**SET TASKS**
(a) Return the passage of the book review starting at "Thanks to Ike’s" and ending at "writes so well.", word for word.
(b) According to the book review, which three people serve as guardians of the Wishing Well and the Wild?

**ARTICLE**
Thanks to Ike’s power outage in central Ohio (we got power back last night), I just finished the Into the Wild by Sarah Beth Durst. What a great read and I can just imagine the fun reading it aloud to intermediate aged students. It does have the same title as a very different book (and movie about the book), but that is the only similarity (although I could come up with others if pressed). The other Into the Wildis by John Krakauer and was made into a movie directed by Sean Penn. It is a “true life” adventure type book that Jon Krakauer writes so well.
The reason I mention the other book with the same title is because you will probably run into, as I have, incredulous looks by people who are familiar with the first adventure book when you mention that you are reading Into the Wild aloud to your class. Just be prepared with your explanation of the plot and the other author’s name.
Into the Wild by Sarah Beth Durst has been in my must-read pile for awhile after reading reviews of it on other blogs such as Jen Robinson’s Book Page, The Reading Zone, and A Year of Reading. The main character is a girl by the name of Julie. She just happens to be the daughter of Zel (short for Rapunzel), her brother is Puss-in-Boots, and they are frequently visited by Cindy, the seven dwarfs (didn’t there used to be more?), Goldie, and a wicked witch. Zel and the others had managed to outwit and escape the Wild (an malevolent all-knowing presence that can take many forms, but mainly is in the form of an out-of -control forest) many hundred years ago. Zel, Julie, and grandma are the guardians of the Wishing Well and the Wild, a task that Julie underestimates its importance.

**DATA SECTION**

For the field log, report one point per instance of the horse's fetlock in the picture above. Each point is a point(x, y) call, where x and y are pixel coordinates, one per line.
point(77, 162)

**RESULTS FOR THE EXERCISE**
(a)
Thanks to Ike’s power outage in central Ohio (we got power back last night), I just finished the Into the Wild by Sarah Beth Durst. What a great read and I can just imagine the fun reading it aloud to intermediate aged students. It does have the same title as a very different book (and movie about the book), but that is the only similarity (although I could come up with others if pressed). The other Into the Wildis by John Krakauer and was made into a movie directed by Sean Penn. It is a “true life” adventure type book that Jon Krakauer writes so well.

(b) Zel, Julie, and grandma.